## WHAT YOU NEED TO DO
The response should consist of the records, reproduced exactly.

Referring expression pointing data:

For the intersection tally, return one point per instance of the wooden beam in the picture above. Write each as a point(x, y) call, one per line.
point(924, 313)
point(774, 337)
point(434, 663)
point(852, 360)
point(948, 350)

## RESULT
For the intersection tally, return one point per instance of the wooden beam in the picture above. Write each as a point(x, y) call, one per line.
point(924, 313)
point(774, 337)
point(434, 663)
point(852, 360)
point(948, 350)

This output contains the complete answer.